#### WHAT IS REQUIRED
Can you reproduce every one of the entries below word for word, leaving the pictures out of your answer?

[Outline entries for images]
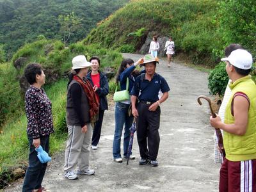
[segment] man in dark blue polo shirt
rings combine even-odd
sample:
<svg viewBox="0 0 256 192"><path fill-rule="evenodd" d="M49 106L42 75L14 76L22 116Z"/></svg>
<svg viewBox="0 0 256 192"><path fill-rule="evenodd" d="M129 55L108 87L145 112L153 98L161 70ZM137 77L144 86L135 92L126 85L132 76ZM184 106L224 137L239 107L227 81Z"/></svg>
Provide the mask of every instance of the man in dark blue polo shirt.
<svg viewBox="0 0 256 192"><path fill-rule="evenodd" d="M145 55L140 66L145 66L146 72L137 77L131 92L132 113L136 118L137 138L141 157L140 164L146 164L149 161L153 166L158 165L160 104L167 99L170 91L164 78L156 73L157 63L159 63L157 58ZM163 93L160 99L159 91Z"/></svg>

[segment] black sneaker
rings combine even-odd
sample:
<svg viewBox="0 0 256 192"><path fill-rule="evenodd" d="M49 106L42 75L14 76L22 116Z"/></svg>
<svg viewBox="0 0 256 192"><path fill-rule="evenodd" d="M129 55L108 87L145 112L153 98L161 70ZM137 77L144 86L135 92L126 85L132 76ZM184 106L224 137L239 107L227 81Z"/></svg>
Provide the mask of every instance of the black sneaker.
<svg viewBox="0 0 256 192"><path fill-rule="evenodd" d="M139 164L140 165L144 165L148 163L148 159L140 159L140 161L139 161Z"/></svg>
<svg viewBox="0 0 256 192"><path fill-rule="evenodd" d="M158 162L156 160L150 160L150 163L152 166L158 166Z"/></svg>

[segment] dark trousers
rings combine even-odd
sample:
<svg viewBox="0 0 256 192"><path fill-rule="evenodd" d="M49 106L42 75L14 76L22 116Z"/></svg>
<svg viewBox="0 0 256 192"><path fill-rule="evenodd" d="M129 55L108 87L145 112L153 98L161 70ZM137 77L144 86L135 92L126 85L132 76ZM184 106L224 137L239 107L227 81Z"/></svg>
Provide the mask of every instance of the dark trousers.
<svg viewBox="0 0 256 192"><path fill-rule="evenodd" d="M156 160L159 147L160 107L155 111L148 110L150 105L138 103L137 110L137 139L140 156L143 159Z"/></svg>
<svg viewBox="0 0 256 192"><path fill-rule="evenodd" d="M93 132L92 134L92 145L96 146L99 143L99 141L100 140L100 132L101 132L101 127L102 125L103 121L103 116L104 110L99 110L99 119L95 122L93 128Z"/></svg>
<svg viewBox="0 0 256 192"><path fill-rule="evenodd" d="M37 157L37 152L33 143L33 138L28 136L29 143L29 166L26 172L22 192L30 192L42 187L44 173L47 163L41 163ZM49 136L40 137L41 146L46 152L49 152Z"/></svg>

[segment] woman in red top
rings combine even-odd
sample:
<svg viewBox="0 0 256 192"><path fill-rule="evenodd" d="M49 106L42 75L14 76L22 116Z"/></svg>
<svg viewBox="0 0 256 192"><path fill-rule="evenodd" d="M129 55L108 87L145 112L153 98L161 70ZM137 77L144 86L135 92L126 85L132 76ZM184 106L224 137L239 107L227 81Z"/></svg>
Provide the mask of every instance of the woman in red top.
<svg viewBox="0 0 256 192"><path fill-rule="evenodd" d="M103 116L105 110L108 109L106 95L109 93L108 78L106 75L99 70L100 66L100 60L97 56L90 58L92 70L87 73L87 78L91 82L95 92L100 106L99 111L99 119L94 124L93 133L92 138L92 148L98 148L98 143L100 137L101 127L102 125Z"/></svg>

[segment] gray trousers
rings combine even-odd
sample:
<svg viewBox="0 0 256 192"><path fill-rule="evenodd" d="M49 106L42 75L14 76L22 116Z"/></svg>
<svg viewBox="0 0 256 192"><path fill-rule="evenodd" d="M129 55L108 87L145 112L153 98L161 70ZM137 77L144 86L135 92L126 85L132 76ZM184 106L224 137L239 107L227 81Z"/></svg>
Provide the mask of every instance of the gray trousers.
<svg viewBox="0 0 256 192"><path fill-rule="evenodd" d="M89 168L90 144L92 125L87 124L86 133L81 126L68 125L68 138L65 154L64 172L77 170L86 171Z"/></svg>

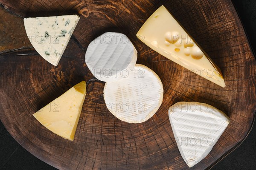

#### WRITTEN RESPONSE
[segment] man in dark blue polo shirt
rings combine even-odd
sample:
<svg viewBox="0 0 256 192"><path fill-rule="evenodd" d="M49 106L42 75L14 76L22 116Z"/></svg>
<svg viewBox="0 0 256 192"><path fill-rule="evenodd" d="M129 55L108 87L145 112L153 98L161 70ZM137 77L144 86L135 92L126 85L132 76ZM184 106L224 137L239 107L227 81Z"/></svg>
Provide the mask of every instance of the man in dark blue polo shirt.
<svg viewBox="0 0 256 192"><path fill-rule="evenodd" d="M145 55L140 66L145 66L146 72L137 77L131 92L132 113L136 118L137 138L141 157L140 164L146 164L149 161L153 166L158 165L160 104L167 99L170 91L164 78L156 73L157 63L159 63L157 58ZM163 93L160 99L159 91Z"/></svg>

[segment] black sneaker
rings combine even-odd
sample:
<svg viewBox="0 0 256 192"><path fill-rule="evenodd" d="M49 106L42 75L14 76L22 116Z"/></svg>
<svg viewBox="0 0 256 192"><path fill-rule="evenodd" d="M129 55L108 87L145 112L153 98L161 70ZM137 77L144 86L135 92L126 85L132 76ZM184 106L224 137L239 107L227 81Z"/></svg>
Provide the mask of every instance of the black sneaker.
<svg viewBox="0 0 256 192"><path fill-rule="evenodd" d="M139 164L140 165L144 165L148 163L148 159L140 159L140 161L139 161Z"/></svg>
<svg viewBox="0 0 256 192"><path fill-rule="evenodd" d="M158 162L156 160L150 160L150 163L152 166L158 166Z"/></svg>

[segment] dark trousers
rings combine even-odd
sample:
<svg viewBox="0 0 256 192"><path fill-rule="evenodd" d="M49 106L42 75L14 76L22 116Z"/></svg>
<svg viewBox="0 0 256 192"><path fill-rule="evenodd" d="M129 55L108 87L145 112L153 98L161 70ZM137 77L144 86L135 92L126 85L132 76ZM184 106L224 137L239 107L227 81Z"/></svg>
Provide the mask of every instance of the dark trousers.
<svg viewBox="0 0 256 192"><path fill-rule="evenodd" d="M156 160L159 147L160 107L155 111L148 110L150 105L138 103L137 110L137 139L140 156L143 159Z"/></svg>
<svg viewBox="0 0 256 192"><path fill-rule="evenodd" d="M93 132L92 134L92 145L96 146L99 143L99 141L100 140L100 132L101 132L101 127L102 125L103 121L103 116L104 110L99 110L99 119L95 122L93 128Z"/></svg>
<svg viewBox="0 0 256 192"><path fill-rule="evenodd" d="M37 157L37 152L33 143L33 138L28 136L29 143L29 166L26 172L22 192L30 192L42 187L44 173L47 163L41 163ZM49 136L40 137L41 146L46 152L49 152Z"/></svg>

[segment] woman in red top
rings combine even-odd
sample:
<svg viewBox="0 0 256 192"><path fill-rule="evenodd" d="M49 106L42 75L14 76L22 116Z"/></svg>
<svg viewBox="0 0 256 192"><path fill-rule="evenodd" d="M129 55L108 87L145 112L153 98L161 70ZM137 77L144 86L135 92L126 85L132 76ZM184 106L224 137L239 107L227 81Z"/></svg>
Provide the mask of every instance of the woman in red top.
<svg viewBox="0 0 256 192"><path fill-rule="evenodd" d="M103 116L105 110L108 109L106 95L109 93L108 78L106 75L99 70L100 66L100 60L97 56L90 58L92 70L87 73L87 78L91 82L95 92L100 106L99 111L99 119L94 124L93 133L92 138L92 148L98 148L98 143L100 137L101 127L102 125Z"/></svg>

[segment] gray trousers
rings combine even-odd
sample:
<svg viewBox="0 0 256 192"><path fill-rule="evenodd" d="M49 106L42 75L14 76L22 116Z"/></svg>
<svg viewBox="0 0 256 192"><path fill-rule="evenodd" d="M129 55L108 87L145 112L153 98L161 70ZM137 77L144 86L135 92L126 85L132 76ZM184 106L224 137L239 107L227 81Z"/></svg>
Provide the mask of every instance of the gray trousers.
<svg viewBox="0 0 256 192"><path fill-rule="evenodd" d="M89 168L90 144L92 125L87 124L86 133L81 126L68 125L68 138L65 154L64 172L77 170L86 171Z"/></svg>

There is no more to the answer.